__Text excerpt__:
______________________________

10. how the state used the CRT test results such as through report cards, increased or reduced school funding, or school bankruptcy laws.
CRTs need to be evaluated and revised as necessary. No test is perfect and each needs to do a better job of assessing student achievement. Based on test results, the geography teacher might well do a better job of teaching.
Standardized Testing
Selected states use standardized achievement tests to measure student achievement. Standardized tests need to have high validity and reliability data, generally provided for in the manual suction of the to be administered test. Standardized tests usually do not have an adequate number of multiple choice items pertaining to geography. The scope of test items needs to be broad so that it can measure needed geography learnings of students. If too few test items are being responded to, the chances are that the results will not be adequate to assess learner progress (Ediger, 1998, Chapter Eight). What is important to look for when assessing standardized tests?
1. how validity and reliability were determined.
2. how the norms of the test were developed.
3. how many students were involved in taking the pilot study tests.
4. how large the sampling error was when selecting students for the pilot study.
5. how large a standard error of measurement is involved in student test results.
6. how many kinds of standards from test results are provided such as percentiles, grade equivalents, stanines, and standard deviations from the mean.
7. how many forms of the test are available to use in testing.
8. how well these forms, number 7 above, are correlated with each other.
9. how frequently the test has been revised. Each standardized test should be updated to improve validity and quality. Outdated test items need to be eliminated.

______________________________

__Directive 1__:
Answer from the text on geography testing:
(a) Which two kinds of data should standardized tests have at a high level?
(b) What do standardized tests usually lack in regard to geography?
(c) What should be removed when a standardized test is updated?
__Directive 2__: Carry the text on assessing geography tests forward from its last sentence.
You won't need the records for anything here.

__Dataset records__:
______________________________

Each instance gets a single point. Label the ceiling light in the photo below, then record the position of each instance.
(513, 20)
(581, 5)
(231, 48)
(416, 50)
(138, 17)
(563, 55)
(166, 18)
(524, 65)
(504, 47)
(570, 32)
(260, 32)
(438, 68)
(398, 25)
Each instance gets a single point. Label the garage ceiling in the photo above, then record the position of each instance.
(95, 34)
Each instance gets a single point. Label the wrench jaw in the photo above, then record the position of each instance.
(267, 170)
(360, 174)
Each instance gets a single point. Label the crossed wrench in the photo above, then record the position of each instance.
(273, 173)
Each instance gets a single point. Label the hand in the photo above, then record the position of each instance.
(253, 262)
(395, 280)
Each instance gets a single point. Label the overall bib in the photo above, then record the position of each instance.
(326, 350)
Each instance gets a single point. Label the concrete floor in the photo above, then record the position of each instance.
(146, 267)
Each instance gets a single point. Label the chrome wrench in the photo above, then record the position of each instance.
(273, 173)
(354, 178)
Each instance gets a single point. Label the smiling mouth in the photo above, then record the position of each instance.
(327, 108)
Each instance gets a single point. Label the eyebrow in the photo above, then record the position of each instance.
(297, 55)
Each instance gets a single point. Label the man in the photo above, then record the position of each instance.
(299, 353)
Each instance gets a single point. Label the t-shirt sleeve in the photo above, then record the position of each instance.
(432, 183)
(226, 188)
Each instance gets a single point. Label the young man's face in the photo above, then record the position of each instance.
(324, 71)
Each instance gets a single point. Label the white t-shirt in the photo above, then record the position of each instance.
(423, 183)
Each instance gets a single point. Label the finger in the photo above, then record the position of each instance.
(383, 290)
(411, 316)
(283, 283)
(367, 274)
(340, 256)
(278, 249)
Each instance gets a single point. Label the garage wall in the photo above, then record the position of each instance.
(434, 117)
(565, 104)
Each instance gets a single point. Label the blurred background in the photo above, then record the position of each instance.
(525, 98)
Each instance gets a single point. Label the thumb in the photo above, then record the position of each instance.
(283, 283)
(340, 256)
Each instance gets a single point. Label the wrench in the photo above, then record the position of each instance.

______________________________

__Task output 1__:
(a) Validity and reliability data.
(b) An adequate number of multiple choice items pertaining to geography.
(c) Outdated test items.

__Task output 2__:
10. how the time limits for taking the test, the directions for administering the test with clarity, among other items pertaining to standardizing the test, were ascertained (Ediger, 1999, 233-240).
If CRTs and/or standardized test results are used for high stakes testing, such as determining who receives a high school diploma, it behooves the state to choose the very best assessment instrument possible. The author here recommends multiple assessments be used, not test results only or largely. The theory of multiple intelligences emphasizes that students possess different intelligences and thus need to use the intelligences possessed in being assessed for achievement and progress in the school setting. Gardner (1993) emphasizes that using paper/pencil tests emphasize verbal intelligence such as reading. He lists seven additional intelligences whereby learners may reveal what has been learned. A student may also show what has been learned, in any unit of academic study, through art products, dramatizations, individual endeavors, cooperative learning, and logical thinking, among others. Thus, a variety of evaluation techniques should be used to ascertain student achievement in the geography curriculum.